Postula, em definitivo, a declaração de constitucionalidade
do artigo 283 do Código de Processo Penal. Caso não acolhido o pedido, pretende seja proclamada a necessidade de motivação
individualizada e à luz dos pressupostos do artigo 312 do
referido Código para ter-se a prisão. Sucessivamente, postula a
atribuição de interpretação conforme à Constituição, a fim de
condicionar a execução de título penal condenatório à análise,
pelo Superior Tribunal de Justiça, em sede de recurso especial,
da causa.
Vossa Excelência, em 19 de abril de 2018, ante o disposto
nos artigos 21 da Lei nº 9.868/1999 e 21, inciso IV, do Regimento
Interno, pediu dia para inclusão, na pauta dirigida do Pleno, da
apreciação do pleito de liminar formalizado na peça primeira.
A Procuradoria-Geral da República, em 10 de agosto de
2018, apresentou parecer, manifestando-se pela inadmissão da
ação e, no mérito, pela improcedência, nos seguintes termos:
[…]
CONSTITUCIONAL. PROCESSO PENAL.
EXECUÇÃO PROVISÓRIA DA PENA.

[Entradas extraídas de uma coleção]

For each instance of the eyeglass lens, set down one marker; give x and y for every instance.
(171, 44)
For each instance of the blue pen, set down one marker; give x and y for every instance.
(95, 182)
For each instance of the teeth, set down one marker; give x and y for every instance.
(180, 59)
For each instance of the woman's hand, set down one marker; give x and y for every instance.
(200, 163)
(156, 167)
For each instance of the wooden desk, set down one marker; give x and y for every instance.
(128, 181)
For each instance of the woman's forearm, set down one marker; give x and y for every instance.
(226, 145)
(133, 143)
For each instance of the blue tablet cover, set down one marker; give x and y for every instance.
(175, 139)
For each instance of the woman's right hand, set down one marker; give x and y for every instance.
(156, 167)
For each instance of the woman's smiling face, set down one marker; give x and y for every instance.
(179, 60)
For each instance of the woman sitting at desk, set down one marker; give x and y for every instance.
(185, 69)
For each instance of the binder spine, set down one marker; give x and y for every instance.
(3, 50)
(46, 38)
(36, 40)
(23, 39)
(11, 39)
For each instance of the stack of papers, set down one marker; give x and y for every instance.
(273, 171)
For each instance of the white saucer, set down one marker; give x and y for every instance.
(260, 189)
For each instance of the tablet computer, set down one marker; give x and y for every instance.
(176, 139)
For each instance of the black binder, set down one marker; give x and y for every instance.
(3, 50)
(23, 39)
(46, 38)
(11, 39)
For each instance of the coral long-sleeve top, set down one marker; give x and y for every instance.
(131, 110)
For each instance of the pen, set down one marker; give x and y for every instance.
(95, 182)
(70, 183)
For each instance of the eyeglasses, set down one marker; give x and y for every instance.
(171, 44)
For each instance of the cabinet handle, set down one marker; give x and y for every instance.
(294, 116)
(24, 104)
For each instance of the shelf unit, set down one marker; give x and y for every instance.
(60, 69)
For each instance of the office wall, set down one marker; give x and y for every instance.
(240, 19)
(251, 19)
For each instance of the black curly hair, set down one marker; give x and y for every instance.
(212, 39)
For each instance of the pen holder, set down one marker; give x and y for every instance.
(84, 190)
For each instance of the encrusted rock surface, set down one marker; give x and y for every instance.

# CONJUNTO DE EXERCÍCIOS:
1) Copie do trecho sobre o artigo 283 do Código de Processo Penal a passagem que vai de "Vossa Excelência, em" até "PROVISÓRIA DA PENA.", inclusive.
2) Retome o trecho sobre o artigo 283 do Código de Processo Penal, dando-lhe continuidade a partir do ponto em que termina.

# RESULTADOS DO EXERCÍCIO:
1)
Vossa Excelência, em 19 de abril de 2018, ante o disposto
nos artigos 21 da Lei nº 9.868/1999 e 21, inciso IV, do Regimento
Interno, pediu dia para inclusão, na pauta dirigida do Pleno, da
apreciação do pleito de liminar formalizado na peça primeira.
A Procuradoria-Geral da República, em 10 de agosto de
2018, apresentou parecer, manifestando-se pela inadmissão da
ação e, no mérito, pela improcedência, nos seguintes termos:
[…]
CONSTITUCIONAL. PROCESSO PENAL.
EXECUÇÃO PROVISÓRIA DA PENA.

2)
CONSTITUCIONALIDADE. PRECEDENTE
VINCULANTE DO STF. ARE 964246. PERDA DE OBJETO
DA ADC. OVERRULING. NÃO CABIMENTO. ART. 283
DO CPP NA REDAÇÃO CONFERIDA PELA LEI 12.403,
DE 2011. LIMITES AO ESPAÇO DE CONFORMAÇÃO
DO LEGISLADOR NA INTEGRAÇÃO DO PRINCÍPIO
DA PRESUNÇÃO DE INOCÊNCIA. DISTINÇÃO ENTRE
A GARANTIA PROCESSUAL DA PRESUNÇÃO DE
INOCÊNCIA E A GARANTIA DA LIBERDADE CONTRA
A PRISÃO ARBITRÁRIA. PRISÃO APÓS
CONDENAÇÃO CONFIRMADA POR INSTÂNCIA
REVISIONAL COMO GARANTIA DE DIREITOS DAS
VÍTIMAS, CONTRA PROTEÇÃO INSUFICIENTE DE
DIREITOS INDIVIDUAIS E SOCIAIS.
INCONSTITUCIONALIDADE POR OFENSA AO DEVER
ESTATAL DE TUTELA. DEFINIÇÃO DA CULPA PENAL PELAS INSTÂNCIAS ORDINÁRIAS. AUSÊNCIA DE
EXCESSO ESTATAL NA PRISAO QUANDO PENDENTES
RECURSOS EXTREMOS.
1. A pretensão, veiculada na ADC, de que o STF, em
decisão objetiva dotada de caráter vinculante geral, se
pronuncie acerca da (in) compatibilidade do art. 283 do
CPP (na redação conferida pela Lei 12.403/2011) com a
execução provisória da pena de prisão acabou sendo
satisfeita supervenientemente, quando do julgamento do
ARE n. 964.246/SP, donde decorre já não mais subsistir
interesse/utilidade no julgamento do mérito da ADC.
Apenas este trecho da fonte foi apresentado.